Your instructions - Look below for the line containing "One point lands on each instance of the green front". Write out that line and the rest through the last one, exactly as they appear, but without pictures.

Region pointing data
*** Begin section ***

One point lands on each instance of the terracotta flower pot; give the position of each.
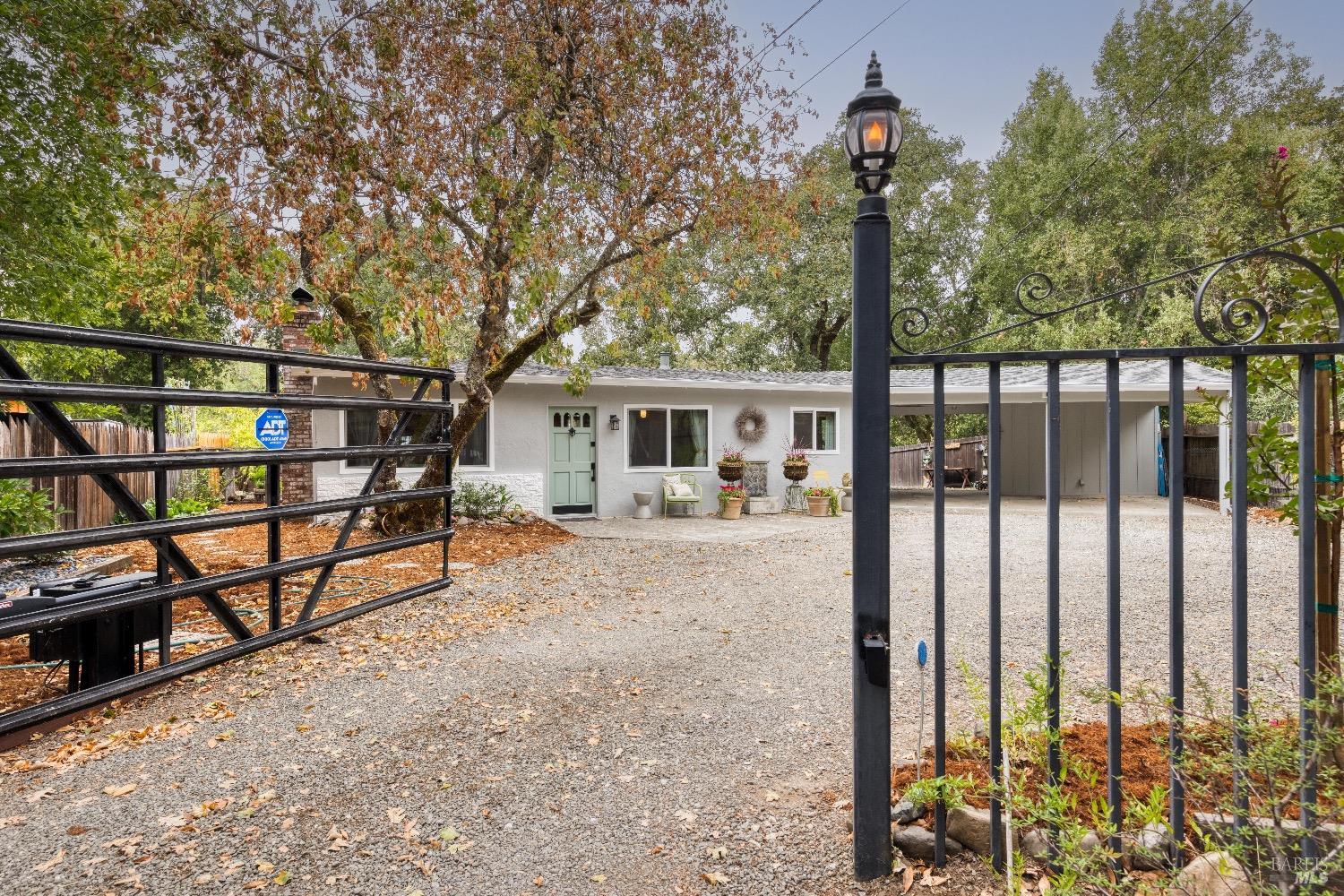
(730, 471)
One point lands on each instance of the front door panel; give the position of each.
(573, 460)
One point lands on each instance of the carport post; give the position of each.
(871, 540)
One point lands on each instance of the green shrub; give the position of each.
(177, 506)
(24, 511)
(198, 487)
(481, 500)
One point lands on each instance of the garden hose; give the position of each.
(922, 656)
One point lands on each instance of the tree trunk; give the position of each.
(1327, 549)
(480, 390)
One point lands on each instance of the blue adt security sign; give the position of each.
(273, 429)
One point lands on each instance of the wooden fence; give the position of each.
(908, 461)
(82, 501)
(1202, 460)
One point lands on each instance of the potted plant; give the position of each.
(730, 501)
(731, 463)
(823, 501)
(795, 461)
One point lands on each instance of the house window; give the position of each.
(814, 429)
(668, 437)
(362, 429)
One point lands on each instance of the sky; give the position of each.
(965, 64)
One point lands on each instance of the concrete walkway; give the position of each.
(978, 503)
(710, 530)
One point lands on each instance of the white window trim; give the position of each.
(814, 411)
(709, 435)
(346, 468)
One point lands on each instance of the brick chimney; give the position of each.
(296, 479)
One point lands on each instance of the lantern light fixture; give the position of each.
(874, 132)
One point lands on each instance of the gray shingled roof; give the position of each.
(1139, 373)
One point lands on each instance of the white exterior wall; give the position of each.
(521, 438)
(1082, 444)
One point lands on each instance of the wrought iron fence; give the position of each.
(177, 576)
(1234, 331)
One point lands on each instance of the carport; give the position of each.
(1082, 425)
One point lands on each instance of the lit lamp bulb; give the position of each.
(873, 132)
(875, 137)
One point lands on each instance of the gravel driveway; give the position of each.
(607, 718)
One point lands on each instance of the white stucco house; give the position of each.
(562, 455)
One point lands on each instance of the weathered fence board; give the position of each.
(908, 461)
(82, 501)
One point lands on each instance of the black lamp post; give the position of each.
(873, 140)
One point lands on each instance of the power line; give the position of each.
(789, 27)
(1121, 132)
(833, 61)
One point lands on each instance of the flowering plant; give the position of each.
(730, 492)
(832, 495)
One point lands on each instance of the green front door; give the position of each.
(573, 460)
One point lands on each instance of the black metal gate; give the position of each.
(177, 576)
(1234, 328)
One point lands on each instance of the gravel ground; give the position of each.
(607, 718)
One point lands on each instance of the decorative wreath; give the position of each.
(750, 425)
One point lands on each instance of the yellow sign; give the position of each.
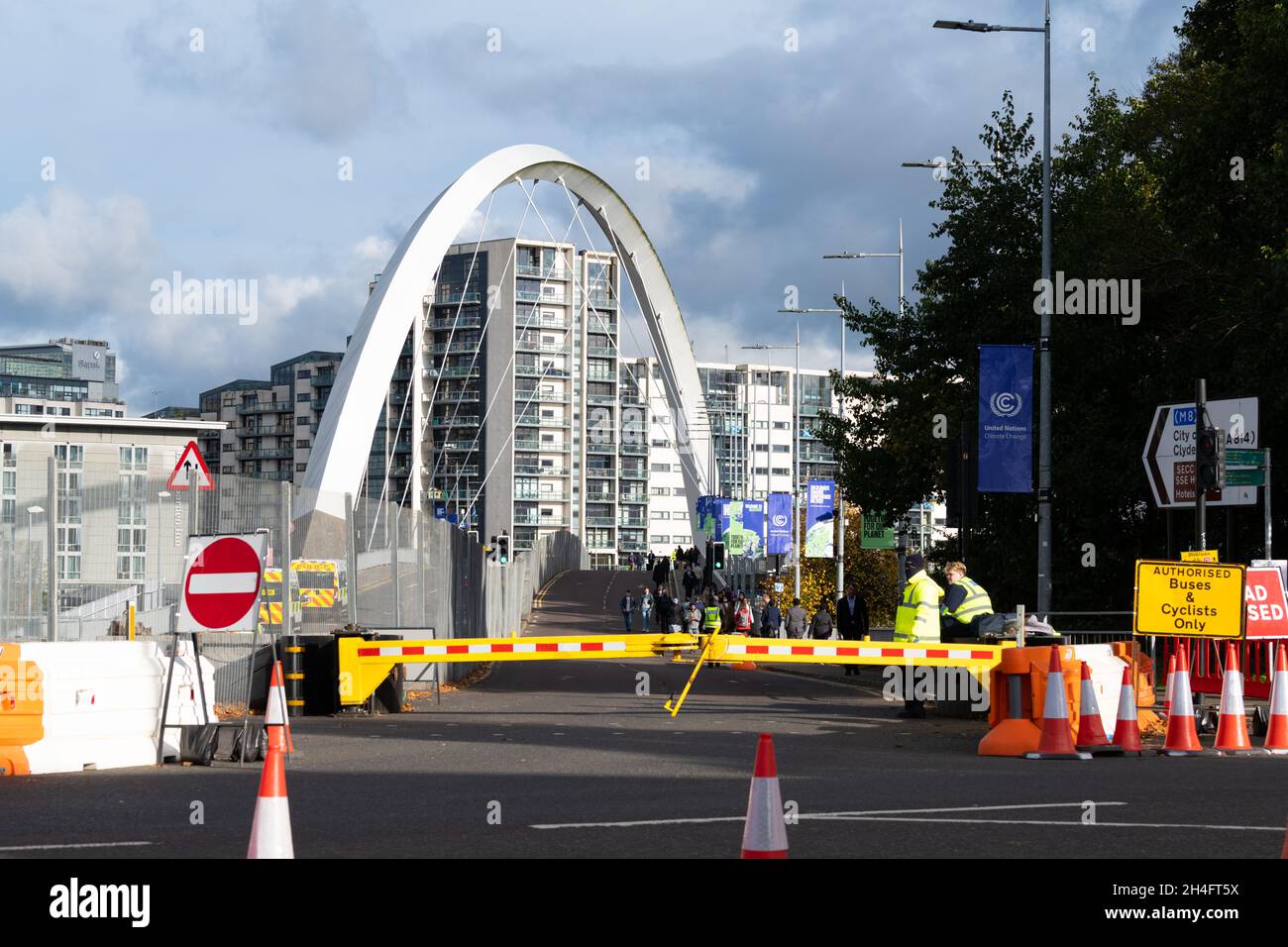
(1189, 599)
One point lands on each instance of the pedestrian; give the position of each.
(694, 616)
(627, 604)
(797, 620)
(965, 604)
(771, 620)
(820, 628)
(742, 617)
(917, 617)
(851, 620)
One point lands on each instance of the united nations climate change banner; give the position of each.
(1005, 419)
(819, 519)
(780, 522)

*** End section ***

Finished exercise -
One point lands on each instance of the green front door; give the position of each.
(573, 460)
One point lands on each instance of the black metal gate; give the position of each.
(177, 576)
(1234, 328)
One point lands on each instance of the gravel ground; give the position of each.
(607, 718)
One point lands on each instance of the decorative wreath; give the position of each.
(750, 425)
One point lands on each instance of the yellow sign; give the position of each.
(1189, 599)
One point lands on each instance of the pedestrian; give the position of each.
(694, 616)
(627, 604)
(797, 620)
(965, 604)
(771, 620)
(820, 628)
(742, 617)
(917, 617)
(851, 620)
One point lands on each instance of the united nations climate change banner; give the position of each.
(1005, 419)
(819, 519)
(780, 522)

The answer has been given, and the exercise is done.